[start of Supplied material]
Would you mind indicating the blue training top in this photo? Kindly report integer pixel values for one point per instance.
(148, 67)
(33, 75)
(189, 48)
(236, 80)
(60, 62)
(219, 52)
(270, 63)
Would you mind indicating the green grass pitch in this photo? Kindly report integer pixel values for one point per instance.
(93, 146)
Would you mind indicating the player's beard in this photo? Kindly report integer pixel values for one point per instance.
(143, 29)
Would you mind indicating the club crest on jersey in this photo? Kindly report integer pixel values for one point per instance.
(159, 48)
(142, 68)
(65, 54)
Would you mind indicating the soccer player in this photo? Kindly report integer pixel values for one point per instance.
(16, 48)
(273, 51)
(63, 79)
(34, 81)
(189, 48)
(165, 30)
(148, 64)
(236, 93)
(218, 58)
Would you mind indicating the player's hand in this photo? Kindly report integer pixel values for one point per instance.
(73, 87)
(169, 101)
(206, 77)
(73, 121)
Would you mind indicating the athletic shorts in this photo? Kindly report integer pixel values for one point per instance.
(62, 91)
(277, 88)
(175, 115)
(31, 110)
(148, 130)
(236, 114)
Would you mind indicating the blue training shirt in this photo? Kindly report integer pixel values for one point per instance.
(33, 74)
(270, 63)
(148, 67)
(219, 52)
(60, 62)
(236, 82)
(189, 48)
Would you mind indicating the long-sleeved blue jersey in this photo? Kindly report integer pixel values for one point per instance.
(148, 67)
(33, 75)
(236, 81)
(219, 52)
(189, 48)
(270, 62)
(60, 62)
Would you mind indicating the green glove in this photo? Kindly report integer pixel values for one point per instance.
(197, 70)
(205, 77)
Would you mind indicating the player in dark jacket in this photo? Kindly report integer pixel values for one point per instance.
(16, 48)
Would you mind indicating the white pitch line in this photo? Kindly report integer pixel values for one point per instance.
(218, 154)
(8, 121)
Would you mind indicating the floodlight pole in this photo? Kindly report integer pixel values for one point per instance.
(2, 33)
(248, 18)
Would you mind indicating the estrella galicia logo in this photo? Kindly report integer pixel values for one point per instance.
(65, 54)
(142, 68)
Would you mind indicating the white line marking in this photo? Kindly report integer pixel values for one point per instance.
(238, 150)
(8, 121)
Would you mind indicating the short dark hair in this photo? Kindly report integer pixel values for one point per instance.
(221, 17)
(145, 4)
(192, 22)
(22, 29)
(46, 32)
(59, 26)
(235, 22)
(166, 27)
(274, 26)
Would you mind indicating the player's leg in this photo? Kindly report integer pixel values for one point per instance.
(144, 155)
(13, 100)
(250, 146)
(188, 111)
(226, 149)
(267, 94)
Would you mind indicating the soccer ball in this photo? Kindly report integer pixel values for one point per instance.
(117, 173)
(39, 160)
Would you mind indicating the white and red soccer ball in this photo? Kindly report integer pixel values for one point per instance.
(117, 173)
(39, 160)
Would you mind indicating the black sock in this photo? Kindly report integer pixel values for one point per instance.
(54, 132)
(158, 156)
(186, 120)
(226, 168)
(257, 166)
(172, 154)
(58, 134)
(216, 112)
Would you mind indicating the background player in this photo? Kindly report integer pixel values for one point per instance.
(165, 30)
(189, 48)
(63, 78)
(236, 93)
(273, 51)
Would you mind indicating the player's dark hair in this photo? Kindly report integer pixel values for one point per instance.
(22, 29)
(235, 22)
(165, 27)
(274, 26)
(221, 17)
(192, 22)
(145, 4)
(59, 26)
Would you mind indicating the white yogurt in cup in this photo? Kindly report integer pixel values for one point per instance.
[end of Supplied material]
▶ Objective
Write down every line of the data exactly as it appears above.

▶ Output of the exercise
Would you mind indicating the blue training top in this photo? Kindly report integer pixel values for one point per instance.
(148, 67)
(33, 75)
(189, 48)
(236, 80)
(60, 62)
(219, 52)
(270, 63)
Would you mind indicating the green grass pitch in this photo? Kindly report integer pixel values for one point per instance.
(93, 146)
Would you mind indicating the player's beard in this photo? Kindly report integer pixel values for one point per instance.
(143, 29)
Would you mind indicating the club crest on jersey in this photo? Kindly report integer pixel values for one point per instance.
(159, 48)
(142, 68)
(65, 54)
Would you mind indicating the soccer player in this photo? Kindly report integer pixel values for one point per instance.
(16, 48)
(273, 51)
(63, 79)
(34, 81)
(189, 48)
(165, 30)
(148, 64)
(236, 93)
(218, 58)
Would you mind indicating the player's hand in this photo? Kindly report integer pixel values for one point per instance.
(73, 87)
(169, 101)
(206, 77)
(73, 121)
Would you mind indicating the athletic shorts in this photo? Kindly report integer pixel values for one point per instance.
(62, 91)
(277, 88)
(175, 115)
(31, 110)
(148, 130)
(236, 114)
Would you mind indicating the blue training shirt in this photo? Kindly report integer pixel values for one point per instance.
(33, 74)
(270, 63)
(148, 67)
(219, 52)
(60, 62)
(236, 82)
(189, 48)
Would you mind indicating the long-sleeved blue jersey in this photo? Kindly report integer pixel values for one point per instance.
(148, 67)
(33, 75)
(236, 81)
(219, 52)
(189, 48)
(270, 62)
(60, 62)
Would you mind indicating the green glove in this photo? Kindly report integer pixel values for one point per instance.
(197, 70)
(205, 77)
Would you mind indicating the player in dark jacket in this photo? Kindly report integer pixel values for one point per instance.
(16, 48)
Would you mind indicating the white pitch line in this photo? Kindly report integer pixel values for one point per instance.
(218, 154)
(8, 121)
Would you mind indicating the floodlight pole in this photo? Kindly report integer pixel values for one point per instance.
(2, 33)
(248, 18)
Would you mind indicating the estrella galicia logo in this photo? Kindly report integer pixel values for one point per instance.
(65, 54)
(142, 68)
Would you mind indicating the white line marking in this photo? Kindly report integer pixel values for one point per instance.
(238, 150)
(8, 121)
Would you mind indicating the short dark hair in this photo? Kindly report integer pixel values for one point per instance.
(221, 17)
(145, 4)
(192, 22)
(22, 29)
(46, 32)
(59, 26)
(235, 22)
(166, 27)
(274, 26)
Would you mind indicating the player's leg in this photo? Kindly report integer pixel values for one point per instance.
(144, 155)
(13, 100)
(250, 146)
(188, 111)
(226, 149)
(267, 94)
Would you mind indicating the soccer ball in this photo? Kindly report integer pixel values for one point per instance.
(117, 173)
(39, 160)
Would you mind indicating the white and red soccer ball in this photo? Kindly report integer pixel values for one point per instance.
(117, 173)
(39, 160)
Would you mind indicating the black sock in this photo? Kindly report integer pixel values for one point per instance.
(54, 132)
(158, 156)
(186, 120)
(226, 168)
(257, 166)
(172, 154)
(58, 134)
(216, 112)
Would you mind indicating the background player in this photo? Kindly report integer pixel values for one point per instance.
(165, 30)
(189, 48)
(63, 78)
(236, 93)
(273, 51)
Would you mind indicating the player's dark hair in this photo? Kindly report integer pixel values for one point per instance.
(22, 29)
(235, 22)
(165, 27)
(274, 26)
(221, 17)
(192, 22)
(145, 4)
(59, 26)
Would you mind indicating the white yogurt in cup in this photo? Kindly report integer pixel values for one point per instance.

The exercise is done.